TEXT EXCERPT:
★ ★ ★ ★ ★
In their example they know in advance how many records they'll be acquiring, so they just enqueue up-front that number of these commands. In our scenario we will be acquiring indefinitely so we can't do this. How could we deal with this? I'm vaguely aware of the concept of callbacks in OpenCL, so I'm guessing I could use this to be informed when a kernel has finished running, then enqueue the next set of commands?

Last question: if something was to go wrong during the data acquisition, I guess the host could sit waiting indefinitely for the remaining GPU command(s) to complete (which they never will, particularly 'clEnqueueWaitSignalAMD'). What is the best way to handle this situation gracefully, i.e. aborting/clearing the queue?

0 Likes

You can execute the above steps inside a loop to process block by block. When a block of data is available, just enqueue a set of commands and form a chain of dependency using event objects. Once all the commands associated with a block finishes (i.e. last event object associated with the chain completes), enqueue another set of commands with another block. Continues this process till a new block is available. Instead of a single buffer, if multiple buffers are used and each represents a separate block of data, then multiple blocks can be processed simultaneously as well.
★ ★ ★ ★ ★
Pointing and labeling entries:
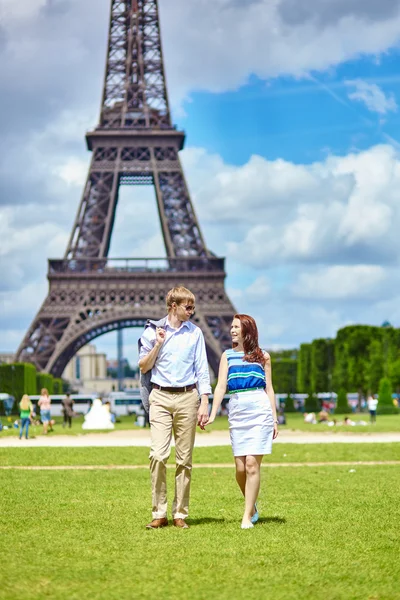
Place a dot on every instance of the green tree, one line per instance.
(376, 366)
(312, 403)
(284, 373)
(18, 379)
(394, 374)
(321, 365)
(44, 380)
(304, 368)
(385, 400)
(342, 406)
★ ★ ★ ★ ★
TASKS AND EXERCISES:
[a] Scale the pointing and labeling rows by writing every line out again, requests included, with each coordinate in the answers multiplied by 0.2 and rounded to a whole number, halves rounded up. Omit the pictures.
[b] Extend the forum excerpt on OpenCL data acquisition from its last sentence onward.
The forum excerpt on OpenCL data acquisition and the rows are unrelated material.

ANSWERS TO THE EXERCISE:
[a]
Place a dot on every instance of the green tree, one line per instance.
(75, 73)
(62, 81)
(57, 75)
(4, 76)
(79, 75)
(64, 73)
(9, 76)
(61, 74)
(77, 80)
(68, 81)

[b]
Regarding you last question, I would like to refer below link that describes how event object can be used to check a command failure and what the consequences are.

https://www.khronos.org/registry/OpenCL/specs/opencl-1.2.pdf#page=179

tim_reago
Journeyman III

A while back, I used Mantle (built on DirectX socket) to test out DMA to and from the GPU.  On an old DDR5 video card, in 1 megabyte chunks, it ran more than twice as fast as DMA to RAM.  I was able to transfer from SSD to GPU then from GPU to CPU faster than from SSD directly to CPU.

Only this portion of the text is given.